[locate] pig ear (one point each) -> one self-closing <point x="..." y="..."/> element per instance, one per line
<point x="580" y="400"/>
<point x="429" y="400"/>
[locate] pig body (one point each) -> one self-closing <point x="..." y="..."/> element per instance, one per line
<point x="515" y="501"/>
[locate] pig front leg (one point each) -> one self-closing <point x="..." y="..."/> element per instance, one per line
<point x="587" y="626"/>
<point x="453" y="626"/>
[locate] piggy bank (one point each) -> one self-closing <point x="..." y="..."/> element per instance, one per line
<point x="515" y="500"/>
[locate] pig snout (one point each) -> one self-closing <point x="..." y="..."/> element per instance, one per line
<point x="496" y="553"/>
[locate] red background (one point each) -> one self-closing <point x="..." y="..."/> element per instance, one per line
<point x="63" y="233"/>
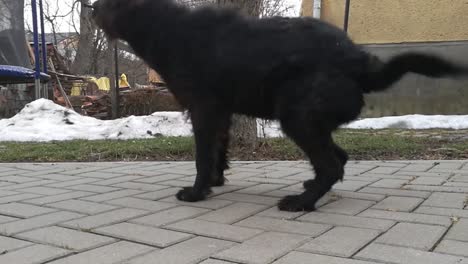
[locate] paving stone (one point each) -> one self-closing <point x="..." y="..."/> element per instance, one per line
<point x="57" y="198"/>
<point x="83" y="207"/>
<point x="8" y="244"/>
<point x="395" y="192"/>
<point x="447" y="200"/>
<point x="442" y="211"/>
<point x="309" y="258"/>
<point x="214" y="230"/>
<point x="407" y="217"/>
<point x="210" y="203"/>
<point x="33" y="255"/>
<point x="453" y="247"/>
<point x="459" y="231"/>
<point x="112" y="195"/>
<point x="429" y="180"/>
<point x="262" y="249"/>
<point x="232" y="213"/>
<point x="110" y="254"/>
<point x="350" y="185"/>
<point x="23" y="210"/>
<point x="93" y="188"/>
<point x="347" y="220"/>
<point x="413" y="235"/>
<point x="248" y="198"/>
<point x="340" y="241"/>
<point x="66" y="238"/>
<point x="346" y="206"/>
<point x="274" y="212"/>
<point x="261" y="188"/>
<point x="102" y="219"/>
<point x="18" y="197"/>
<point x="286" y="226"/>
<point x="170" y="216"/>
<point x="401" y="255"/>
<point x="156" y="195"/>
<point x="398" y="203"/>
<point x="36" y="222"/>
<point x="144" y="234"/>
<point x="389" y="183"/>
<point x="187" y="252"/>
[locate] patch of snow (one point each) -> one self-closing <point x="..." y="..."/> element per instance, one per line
==
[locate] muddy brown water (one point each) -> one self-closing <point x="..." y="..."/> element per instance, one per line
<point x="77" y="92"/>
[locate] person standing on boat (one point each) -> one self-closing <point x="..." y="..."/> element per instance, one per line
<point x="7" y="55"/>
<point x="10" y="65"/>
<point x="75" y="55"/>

> _Set exercise_: Reproduce, without alteration, the part of the listing that opens with the line containing "[locate] red background" and closes with the line containing "[locate] patch of", both of those lines included. Omit the pictures from your answer.

> _Result_:
[locate] red background (one point each) -> one self-closing <point x="..." y="..."/> element per instance, one per line
<point x="63" y="233"/>
[locate] paving stone (one point each) -> one self-closing <point x="..." y="..."/> element per instance, one per line
<point x="57" y="198"/>
<point x="83" y="207"/>
<point x="8" y="244"/>
<point x="395" y="192"/>
<point x="447" y="200"/>
<point x="442" y="211"/>
<point x="309" y="258"/>
<point x="214" y="230"/>
<point x="407" y="217"/>
<point x="210" y="203"/>
<point x="33" y="255"/>
<point x="453" y="247"/>
<point x="459" y="231"/>
<point x="112" y="195"/>
<point x="429" y="180"/>
<point x="262" y="249"/>
<point x="232" y="213"/>
<point x="110" y="254"/>
<point x="350" y="185"/>
<point x="23" y="210"/>
<point x="93" y="188"/>
<point x="347" y="220"/>
<point x="413" y="235"/>
<point x="248" y="198"/>
<point x="340" y="241"/>
<point x="66" y="238"/>
<point x="346" y="206"/>
<point x="274" y="212"/>
<point x="261" y="188"/>
<point x="102" y="219"/>
<point x="18" y="197"/>
<point x="286" y="226"/>
<point x="170" y="216"/>
<point x="401" y="255"/>
<point x="156" y="195"/>
<point x="398" y="203"/>
<point x="36" y="222"/>
<point x="144" y="234"/>
<point x="389" y="183"/>
<point x="187" y="252"/>
[locate] patch of snow (one point each) -> one self-closing <point x="..." y="..."/> element per instance, one per line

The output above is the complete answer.